■ **Aufgabenstellung**: Geben Sie aus dem Interview mit dem US-Generalkonsul den Abschnitt von „Chue: Davon gehe“ bis „gegen Putins Aggression.“ erneut wieder und ersetzen Sie dabei „Demokratie“ durch „Freiheit“.

■ **Seitentext**:
════════

Der neue Generalkonsul der USA für Norddeutschland, Jason Chue (46), will das deutsch-amerikanische Verhältnis weiter verbessern – und ist dabei ziemlich optimistisch. Die Unterstützung für die Ukraine im Kampf gegen Russland ist für ihn nicht nur ein Akt der Solidarität mit einem befreundeten Land. Es ist auch eine Verteidigung des demokratischen Systems. Beim Besuch der Redaktion des Politikjournals Rundblick äußert sich Chue zur aktuellen politischen Lage.
Rundblick: Herr Chue, Sie waren jetzt das erste Mal in Hannover. Wie wirkt diese Stadt auf Sie?
Chue: In den USA gelten Gebäude, die im 17. Jahrhundert erbaut wurden, als sehr alt. Hier in Europa gibt es viel, viel ältere Bauten, auch in Hannover. Das beeindruckt mich sehr. Ich bin sehr angetan von Ihrer Landeshauptstadt.
Rundblick: Sie waren zum Antrittsbesuch bei Ministerpräsident Stephan Weil. War das für Sie aufschlussreich?
Chue: Es gibt eine wirklich lange Tradition der wirtschaftlichen Zusammenarbeit zwischen Norddeutschland und den USA, unser Konsulat in Hamburg wurde schon 1790 unter George Washington eingerichtet. Diese lange Zeit der gemeinsamen Arbeit spiegelt sich auch in den Wirtschaftsbeziehungen der großen Unternehmen wieder. Dow Chemical in Stade beispielsweise spielt in der Energiewende eine wichtige Rolle, da bietet sich eine Verstärkung der Kontakte zwischen beiden Ländern an. In der Landwirtschaft und im Automobilbau wird die Zukunft stärker von Digitalisierung und stärker von der Nutzung Künstlicher Intelligenz geprägt sein. Hier wird es künftig noch viele Gelegenheiten und Anknüpfungspunkte für einen stärkeren Austausch zwischen den Unternehmen in den USA und in Niedersachsen geben. Ein großes Thema ist auch die Energiesicherheit mit den Schwerpunkten LNG und grüner Wasserstoff.

Rundblick: Meinen Sie, dass der russische Angriffskrieg auf die Ukraine dazu führen wird, dass die deutsch-amerikanische Zusammenarbeit auf wirtschaftlichem Gebiet noch intensiver wird?
Chue: Davon gehe ich aus. Wir müssen realisieren, dass Putins Angriff auf den souveränen Staat Ukraine nicht nur irgendein machtpolitisch intendierter Schritt war. Das war ein Angriff gegen die gemeinsamen Werte und gegen die Demokratie, für die die USA und die Bundesrepublik stehen. Umso verständlicher ist das gemeinsame und entschlossene Vorgehen gegen Putins Aggression.

Rundblick: Was wird in der Ukraine geschehen, wenn dieser Krieg irgendwann – hoffentlich – beendet sein wird?

════════

(Einträge aus einem Datensatz mit Punktannotationen)
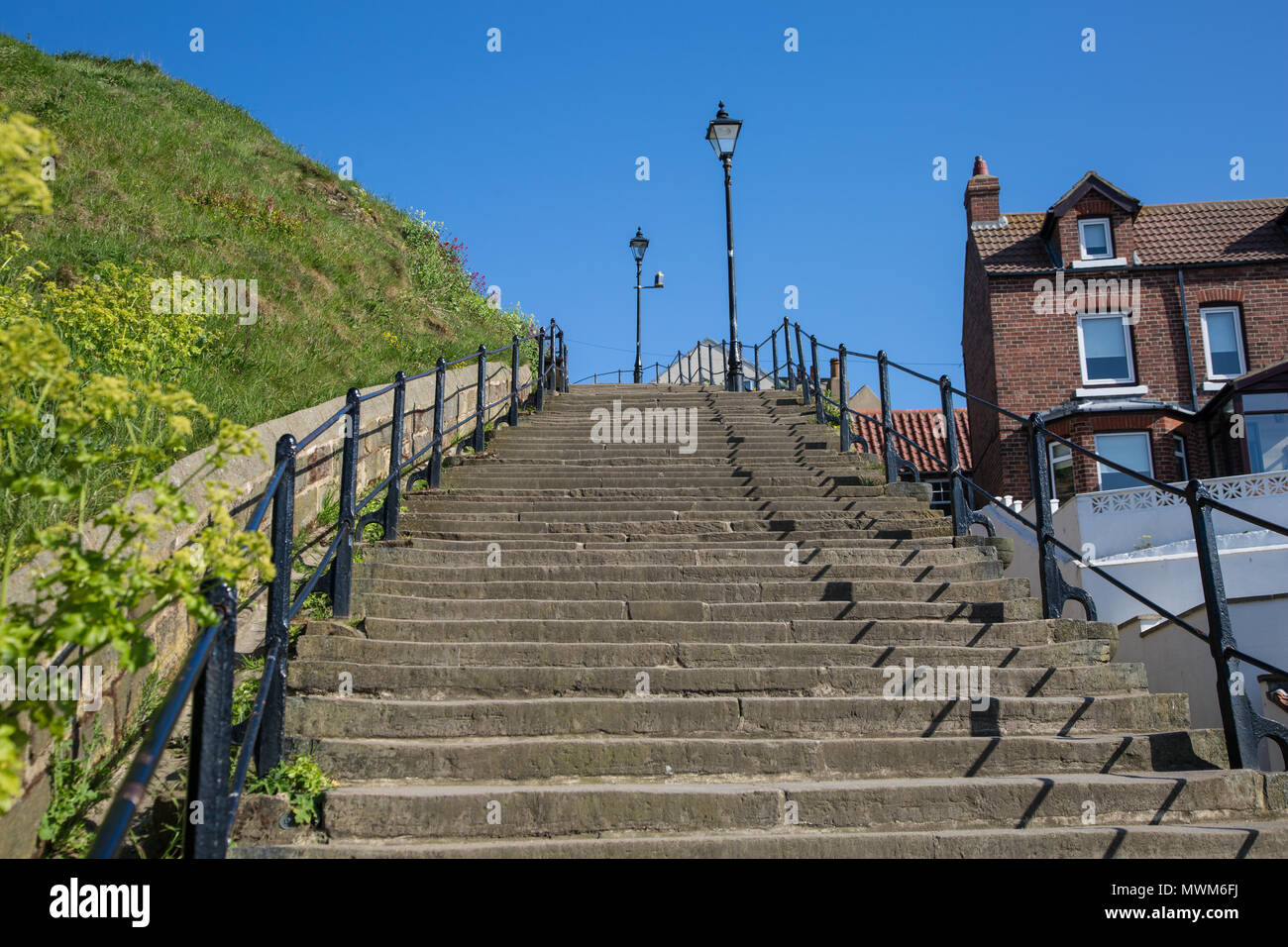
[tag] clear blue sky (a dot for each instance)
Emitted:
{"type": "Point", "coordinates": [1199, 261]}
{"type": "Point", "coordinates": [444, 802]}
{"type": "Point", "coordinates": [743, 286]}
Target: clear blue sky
{"type": "Point", "coordinates": [529, 154]}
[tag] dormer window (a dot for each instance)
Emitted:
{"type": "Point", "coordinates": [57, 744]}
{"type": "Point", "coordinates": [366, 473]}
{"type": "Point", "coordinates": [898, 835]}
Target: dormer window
{"type": "Point", "coordinates": [1095, 240]}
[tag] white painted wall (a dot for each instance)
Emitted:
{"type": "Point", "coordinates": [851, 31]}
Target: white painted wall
{"type": "Point", "coordinates": [1144, 539]}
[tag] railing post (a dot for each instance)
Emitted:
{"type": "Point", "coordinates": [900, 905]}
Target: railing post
{"type": "Point", "coordinates": [481, 402]}
{"type": "Point", "coordinates": [844, 397]}
{"type": "Point", "coordinates": [956, 488]}
{"type": "Point", "coordinates": [787, 352]}
{"type": "Point", "coordinates": [818, 388]}
{"type": "Point", "coordinates": [888, 453]}
{"type": "Point", "coordinates": [1055, 590]}
{"type": "Point", "coordinates": [1048, 569]}
{"type": "Point", "coordinates": [269, 744]}
{"type": "Point", "coordinates": [342, 569]}
{"type": "Point", "coordinates": [514, 381]}
{"type": "Point", "coordinates": [540, 380]}
{"type": "Point", "coordinates": [773, 346]}
{"type": "Point", "coordinates": [210, 749]}
{"type": "Point", "coordinates": [562, 379]}
{"type": "Point", "coordinates": [393, 495]}
{"type": "Point", "coordinates": [554, 359]}
{"type": "Point", "coordinates": [1240, 741]}
{"type": "Point", "coordinates": [436, 453]}
{"type": "Point", "coordinates": [800, 352]}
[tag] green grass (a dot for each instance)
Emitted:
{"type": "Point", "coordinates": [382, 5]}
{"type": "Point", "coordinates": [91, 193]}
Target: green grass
{"type": "Point", "coordinates": [158, 170]}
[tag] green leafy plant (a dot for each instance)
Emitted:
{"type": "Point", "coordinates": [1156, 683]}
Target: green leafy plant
{"type": "Point", "coordinates": [80, 781]}
{"type": "Point", "coordinates": [301, 780]}
{"type": "Point", "coordinates": [101, 579]}
{"type": "Point", "coordinates": [246, 688]}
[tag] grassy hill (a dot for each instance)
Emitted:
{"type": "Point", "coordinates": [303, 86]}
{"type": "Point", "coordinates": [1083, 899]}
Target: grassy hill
{"type": "Point", "coordinates": [158, 171]}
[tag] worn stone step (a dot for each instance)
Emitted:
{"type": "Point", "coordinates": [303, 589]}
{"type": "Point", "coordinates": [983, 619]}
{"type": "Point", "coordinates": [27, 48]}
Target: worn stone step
{"type": "Point", "coordinates": [815, 716]}
{"type": "Point", "coordinates": [662, 676]}
{"type": "Point", "coordinates": [912, 805]}
{"type": "Point", "coordinates": [688, 758]}
{"type": "Point", "coordinates": [809, 558]}
{"type": "Point", "coordinates": [380, 571]}
{"type": "Point", "coordinates": [978, 613]}
{"type": "Point", "coordinates": [706, 592]}
{"type": "Point", "coordinates": [1243, 839]}
{"type": "Point", "coordinates": [763, 643]}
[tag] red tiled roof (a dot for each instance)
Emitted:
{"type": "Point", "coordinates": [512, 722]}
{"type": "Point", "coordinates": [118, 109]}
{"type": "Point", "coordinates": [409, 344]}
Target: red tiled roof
{"type": "Point", "coordinates": [918, 425]}
{"type": "Point", "coordinates": [1166, 234]}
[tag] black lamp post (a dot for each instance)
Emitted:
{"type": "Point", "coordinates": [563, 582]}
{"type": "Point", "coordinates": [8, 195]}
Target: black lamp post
{"type": "Point", "coordinates": [722, 134]}
{"type": "Point", "coordinates": [639, 244]}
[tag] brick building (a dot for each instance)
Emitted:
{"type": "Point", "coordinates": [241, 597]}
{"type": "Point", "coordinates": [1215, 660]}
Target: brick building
{"type": "Point", "coordinates": [923, 427]}
{"type": "Point", "coordinates": [1155, 335]}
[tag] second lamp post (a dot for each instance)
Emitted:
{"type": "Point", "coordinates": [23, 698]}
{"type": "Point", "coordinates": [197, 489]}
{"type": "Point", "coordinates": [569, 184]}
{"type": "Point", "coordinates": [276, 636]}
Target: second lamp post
{"type": "Point", "coordinates": [722, 134]}
{"type": "Point", "coordinates": [639, 244]}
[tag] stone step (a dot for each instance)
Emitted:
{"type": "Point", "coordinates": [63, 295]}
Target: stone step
{"type": "Point", "coordinates": [574, 506]}
{"type": "Point", "coordinates": [810, 558]}
{"type": "Point", "coordinates": [725, 543]}
{"type": "Point", "coordinates": [975, 616]}
{"type": "Point", "coordinates": [447, 681]}
{"type": "Point", "coordinates": [763, 643]}
{"type": "Point", "coordinates": [748, 532]}
{"type": "Point", "coordinates": [1243, 839]}
{"type": "Point", "coordinates": [894, 513]}
{"type": "Point", "coordinates": [644, 493]}
{"type": "Point", "coordinates": [709, 592]}
{"type": "Point", "coordinates": [912, 805]}
{"type": "Point", "coordinates": [815, 716]}
{"type": "Point", "coordinates": [658, 759]}
{"type": "Point", "coordinates": [382, 570]}
{"type": "Point", "coordinates": [469, 644]}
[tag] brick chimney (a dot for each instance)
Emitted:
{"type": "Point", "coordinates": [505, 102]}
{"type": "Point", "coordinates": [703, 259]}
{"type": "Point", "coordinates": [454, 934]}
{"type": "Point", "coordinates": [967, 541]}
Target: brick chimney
{"type": "Point", "coordinates": [982, 195]}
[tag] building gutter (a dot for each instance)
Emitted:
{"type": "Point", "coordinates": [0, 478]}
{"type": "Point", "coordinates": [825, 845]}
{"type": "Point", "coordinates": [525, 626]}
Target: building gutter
{"type": "Point", "coordinates": [1131, 268]}
{"type": "Point", "coordinates": [1189, 350]}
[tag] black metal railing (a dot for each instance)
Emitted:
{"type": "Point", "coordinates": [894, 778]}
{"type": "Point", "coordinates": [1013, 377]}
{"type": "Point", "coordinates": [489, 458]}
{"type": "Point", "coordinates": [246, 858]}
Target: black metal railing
{"type": "Point", "coordinates": [690, 368]}
{"type": "Point", "coordinates": [215, 784]}
{"type": "Point", "coordinates": [1243, 725]}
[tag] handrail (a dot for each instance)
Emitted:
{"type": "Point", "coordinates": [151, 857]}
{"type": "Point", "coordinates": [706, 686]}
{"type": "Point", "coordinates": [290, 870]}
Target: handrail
{"type": "Point", "coordinates": [1243, 725]}
{"type": "Point", "coordinates": [215, 783]}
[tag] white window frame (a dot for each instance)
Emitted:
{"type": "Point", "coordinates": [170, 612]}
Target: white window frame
{"type": "Point", "coordinates": [1237, 339]}
{"type": "Point", "coordinates": [1149, 454]}
{"type": "Point", "coordinates": [1109, 239]}
{"type": "Point", "coordinates": [1181, 454]}
{"type": "Point", "coordinates": [1131, 355]}
{"type": "Point", "coordinates": [1051, 466]}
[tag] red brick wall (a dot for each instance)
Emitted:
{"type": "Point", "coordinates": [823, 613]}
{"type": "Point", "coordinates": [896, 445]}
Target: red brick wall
{"type": "Point", "coordinates": [1028, 361]}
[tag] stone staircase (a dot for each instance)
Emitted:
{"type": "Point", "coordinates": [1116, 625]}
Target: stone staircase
{"type": "Point", "coordinates": [640, 650]}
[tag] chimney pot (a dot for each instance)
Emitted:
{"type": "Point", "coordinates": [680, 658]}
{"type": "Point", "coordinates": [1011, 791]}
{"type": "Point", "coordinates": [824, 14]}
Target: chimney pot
{"type": "Point", "coordinates": [983, 193]}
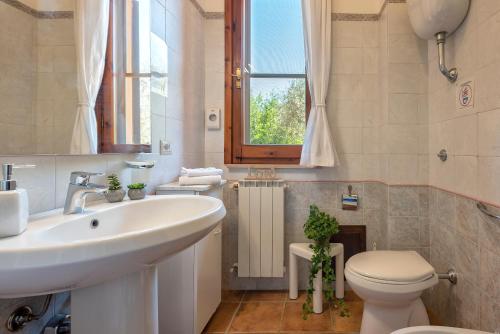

════════

■ **Ergebnis**:
Chue: Davon gehe ich aus. Wir müssen realisieren, dass Putins Angriff auf den souveränen Staat Ukraine nicht nur irgendein machtpolitisch intendierter Schritt war. Das war ein Angriff gegen die gemeinsamen Werte und gegen die Freiheit, für die die USA und die Bundesrepublik stehen. Umso verständlicher ist das gemeinsame und entschlossene Vorgehen gegen Putins Aggression.